[DOCUMENT SECTION]
Weekly initial jobless claims came in at a level of 360,000 for the week ended July 10, versus the Bloomberg forecast calling for 350,000 and compared to the prior week’s upwardly-revised 386,000 level. The four-week moving average declined by 14,500 to 382,500, and continuing claims for the week ended July 3 dropped by 126,000 to 3,241,000, below estimates of 3,300,000. The four-week moving average of continuing claims fell by 71,750 to 3,376,000.
The Import Price Index increased 1.0% month-over-month (m/m) for June, versus expectations of a 1.1% gain, and compared to May’s upwardly-revised 1.4% rise. Versus last year, prices were up by 11.2%, compared to forecasts of a 11.1% increase and May’s upwardly-adjusted 11.6% gain.
The Empire Manufacturing Index, a measure of activity in the New York region, surged to 43.0 in July from 17.4 in June, and well above forecasts of a slight increase to 18.0. A reading above zero denotes growth. The index hit a record high as new orders more than doubled m/m, employment growth accelerated solidly, and inventories jumped back into expansion territory. Prices paid dipped but remained solidly in growth territory.
[/DOCUMENT SECTION]
[DATA EXCERPTS]
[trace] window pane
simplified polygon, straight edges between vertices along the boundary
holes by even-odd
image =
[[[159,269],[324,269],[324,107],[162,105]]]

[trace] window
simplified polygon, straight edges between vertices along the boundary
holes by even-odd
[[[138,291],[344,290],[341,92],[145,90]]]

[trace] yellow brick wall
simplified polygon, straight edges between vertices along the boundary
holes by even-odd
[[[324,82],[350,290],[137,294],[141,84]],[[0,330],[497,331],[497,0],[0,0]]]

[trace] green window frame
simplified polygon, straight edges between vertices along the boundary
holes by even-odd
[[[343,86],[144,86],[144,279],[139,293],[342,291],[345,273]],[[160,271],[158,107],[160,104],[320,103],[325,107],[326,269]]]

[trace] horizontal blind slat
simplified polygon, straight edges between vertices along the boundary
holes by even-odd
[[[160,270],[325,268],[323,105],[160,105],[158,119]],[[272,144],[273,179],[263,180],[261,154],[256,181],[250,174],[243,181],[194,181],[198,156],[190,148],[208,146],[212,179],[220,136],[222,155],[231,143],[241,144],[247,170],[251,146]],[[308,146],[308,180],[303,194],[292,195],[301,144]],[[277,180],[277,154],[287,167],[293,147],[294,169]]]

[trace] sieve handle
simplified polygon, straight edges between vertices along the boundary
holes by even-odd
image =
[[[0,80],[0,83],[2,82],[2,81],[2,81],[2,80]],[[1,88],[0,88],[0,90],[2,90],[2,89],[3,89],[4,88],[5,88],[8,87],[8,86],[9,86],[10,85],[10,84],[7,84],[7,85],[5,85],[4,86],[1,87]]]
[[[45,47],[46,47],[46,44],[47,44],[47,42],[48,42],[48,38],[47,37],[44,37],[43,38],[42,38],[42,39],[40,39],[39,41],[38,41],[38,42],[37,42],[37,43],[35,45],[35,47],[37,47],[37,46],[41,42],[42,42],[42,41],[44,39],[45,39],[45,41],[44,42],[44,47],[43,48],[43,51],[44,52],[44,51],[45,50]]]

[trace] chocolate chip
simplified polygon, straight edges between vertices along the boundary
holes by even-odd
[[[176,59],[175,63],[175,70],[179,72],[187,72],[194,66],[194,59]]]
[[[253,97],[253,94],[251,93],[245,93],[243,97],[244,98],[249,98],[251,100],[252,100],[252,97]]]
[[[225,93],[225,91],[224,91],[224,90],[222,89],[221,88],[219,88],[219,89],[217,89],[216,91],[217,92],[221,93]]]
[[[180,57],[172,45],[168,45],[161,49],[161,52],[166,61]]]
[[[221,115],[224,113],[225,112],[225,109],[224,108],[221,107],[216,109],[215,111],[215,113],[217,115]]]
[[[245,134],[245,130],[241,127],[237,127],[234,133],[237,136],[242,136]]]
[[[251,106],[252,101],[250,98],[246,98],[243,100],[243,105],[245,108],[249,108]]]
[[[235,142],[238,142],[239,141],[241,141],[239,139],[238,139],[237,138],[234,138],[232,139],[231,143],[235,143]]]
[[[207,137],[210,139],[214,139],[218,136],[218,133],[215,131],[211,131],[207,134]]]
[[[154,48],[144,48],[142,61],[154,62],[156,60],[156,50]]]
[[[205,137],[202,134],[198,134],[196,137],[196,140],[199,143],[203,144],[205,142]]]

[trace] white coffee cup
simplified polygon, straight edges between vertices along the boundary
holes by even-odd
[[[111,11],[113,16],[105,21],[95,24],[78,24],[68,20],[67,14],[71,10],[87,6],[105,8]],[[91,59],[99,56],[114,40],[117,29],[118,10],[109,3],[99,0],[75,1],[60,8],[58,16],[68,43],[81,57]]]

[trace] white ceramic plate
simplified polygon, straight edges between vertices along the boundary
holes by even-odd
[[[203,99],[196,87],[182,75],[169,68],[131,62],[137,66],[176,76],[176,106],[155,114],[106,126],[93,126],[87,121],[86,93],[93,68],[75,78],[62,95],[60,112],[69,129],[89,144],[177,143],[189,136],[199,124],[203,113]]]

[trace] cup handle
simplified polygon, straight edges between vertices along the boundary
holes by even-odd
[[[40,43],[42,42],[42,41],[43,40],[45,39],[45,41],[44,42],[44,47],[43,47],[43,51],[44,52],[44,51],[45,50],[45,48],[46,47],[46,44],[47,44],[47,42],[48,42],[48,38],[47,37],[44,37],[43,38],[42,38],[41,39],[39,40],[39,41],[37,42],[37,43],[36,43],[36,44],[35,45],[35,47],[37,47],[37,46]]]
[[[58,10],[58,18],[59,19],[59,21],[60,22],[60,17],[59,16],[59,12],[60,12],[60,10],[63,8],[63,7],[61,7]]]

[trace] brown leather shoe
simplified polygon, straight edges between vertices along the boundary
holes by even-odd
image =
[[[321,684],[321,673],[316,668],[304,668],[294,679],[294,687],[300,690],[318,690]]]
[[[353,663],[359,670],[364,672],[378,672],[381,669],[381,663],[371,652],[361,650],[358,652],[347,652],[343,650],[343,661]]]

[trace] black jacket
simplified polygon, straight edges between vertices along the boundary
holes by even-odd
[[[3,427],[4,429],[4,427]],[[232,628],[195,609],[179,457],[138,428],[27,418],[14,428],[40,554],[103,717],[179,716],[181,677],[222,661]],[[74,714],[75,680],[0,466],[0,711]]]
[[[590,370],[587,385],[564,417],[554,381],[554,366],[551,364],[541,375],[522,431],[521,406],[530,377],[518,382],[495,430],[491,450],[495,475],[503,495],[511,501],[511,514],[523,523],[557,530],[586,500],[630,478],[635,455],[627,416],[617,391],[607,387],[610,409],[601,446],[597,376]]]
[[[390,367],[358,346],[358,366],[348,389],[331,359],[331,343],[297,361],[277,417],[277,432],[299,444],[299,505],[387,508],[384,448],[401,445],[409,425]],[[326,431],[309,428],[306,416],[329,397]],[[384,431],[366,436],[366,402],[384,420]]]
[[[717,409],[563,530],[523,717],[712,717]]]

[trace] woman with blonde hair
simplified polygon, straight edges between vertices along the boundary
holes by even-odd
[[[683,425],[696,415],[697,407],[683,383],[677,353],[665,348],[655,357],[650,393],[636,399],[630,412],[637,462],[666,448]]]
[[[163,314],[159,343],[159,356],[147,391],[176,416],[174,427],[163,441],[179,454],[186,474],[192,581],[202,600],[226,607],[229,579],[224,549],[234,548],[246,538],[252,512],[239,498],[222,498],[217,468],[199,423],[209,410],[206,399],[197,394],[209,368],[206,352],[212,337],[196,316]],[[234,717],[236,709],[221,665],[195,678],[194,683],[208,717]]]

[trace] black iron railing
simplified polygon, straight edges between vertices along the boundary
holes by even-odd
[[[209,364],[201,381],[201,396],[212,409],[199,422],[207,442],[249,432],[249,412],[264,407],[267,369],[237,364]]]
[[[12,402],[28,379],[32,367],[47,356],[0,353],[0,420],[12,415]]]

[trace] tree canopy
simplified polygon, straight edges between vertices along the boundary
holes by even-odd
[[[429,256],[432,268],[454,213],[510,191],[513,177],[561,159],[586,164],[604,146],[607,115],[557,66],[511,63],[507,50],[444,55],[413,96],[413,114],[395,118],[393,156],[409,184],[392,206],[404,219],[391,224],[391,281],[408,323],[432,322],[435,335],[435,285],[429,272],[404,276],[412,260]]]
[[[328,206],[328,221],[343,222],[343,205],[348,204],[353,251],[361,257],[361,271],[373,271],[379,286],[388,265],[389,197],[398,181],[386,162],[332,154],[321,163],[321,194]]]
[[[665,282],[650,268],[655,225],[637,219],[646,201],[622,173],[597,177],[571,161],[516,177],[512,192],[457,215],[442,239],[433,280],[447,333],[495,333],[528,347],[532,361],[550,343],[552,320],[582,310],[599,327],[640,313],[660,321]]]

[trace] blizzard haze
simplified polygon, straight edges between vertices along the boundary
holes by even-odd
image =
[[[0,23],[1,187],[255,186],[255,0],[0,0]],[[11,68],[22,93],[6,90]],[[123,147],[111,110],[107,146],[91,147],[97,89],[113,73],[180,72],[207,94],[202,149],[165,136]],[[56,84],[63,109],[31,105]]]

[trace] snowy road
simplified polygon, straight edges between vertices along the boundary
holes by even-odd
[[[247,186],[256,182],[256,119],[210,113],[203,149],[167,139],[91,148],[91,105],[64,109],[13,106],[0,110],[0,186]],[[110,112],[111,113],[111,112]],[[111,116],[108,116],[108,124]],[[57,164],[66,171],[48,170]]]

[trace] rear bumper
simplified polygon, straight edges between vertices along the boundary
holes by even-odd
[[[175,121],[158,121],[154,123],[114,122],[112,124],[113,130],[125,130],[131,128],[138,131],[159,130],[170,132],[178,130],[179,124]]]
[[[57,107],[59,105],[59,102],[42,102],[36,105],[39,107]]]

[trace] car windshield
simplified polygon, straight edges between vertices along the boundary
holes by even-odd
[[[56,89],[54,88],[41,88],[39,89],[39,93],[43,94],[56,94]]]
[/DATA EXCERPTS]
◆ **WORK INSTRUCTIONS**
1. According to the economic report, what drove the Empire Manufacturing Index to a record high in July?
2. Continue the economic report from where it stops.

◆ **REPLIES**
1. The index reached a record high because new orders more than doubled from the previous month, employment growth accelerated solidly, and inventories moved back into expansion territory.

2.
The Philly Fed Manufacturing Business Outlook Index declined but remained solidly in expansion territory (a reading above zero) for July. The index decreased to 21.9 versus estimates of a dip to 28.0 from June’s 30.7 level. Growth in new orders and shipments decelerated, along with employment, but all these remained comfortably in expansion territory. Prices paid slowed noticeably but continued to suggest elevated pricing pressures.
The Federal Reserve’s report on industrial production showed a 0.4% m/m gain in June, below estimates of a 0.6% increase, and versus May’s downwardly revised 0.7% rise. Manufacturing output dipped but mining and utilities production both rose solidly. Capacity utilization increased to 75.4% versus forecasts calling for a gain to 75.6% from the prior month’s downwardly-revised 75.1% rate. Capacity utilization is 4.2 percentage points below its long-run average.
Finally, Fed Chairman Jerome Powell concluded his two-day semi-annual Congressional monetary policy testimony before the Senate Banking Committee today. His prepared remarks were similar to what he told the House yesterday that inflation has increased “noticeably” and will likely remain elevated in coming months before moderating. Powell also said the Central Bank continues to expect that it will be appropriate to maintain the current target range for the federal funds rate until labor market conditions have reached levels consistent with its assessment of maximum employment and inflation has risen to 2% and is on track to moderately exceed 2% for some time.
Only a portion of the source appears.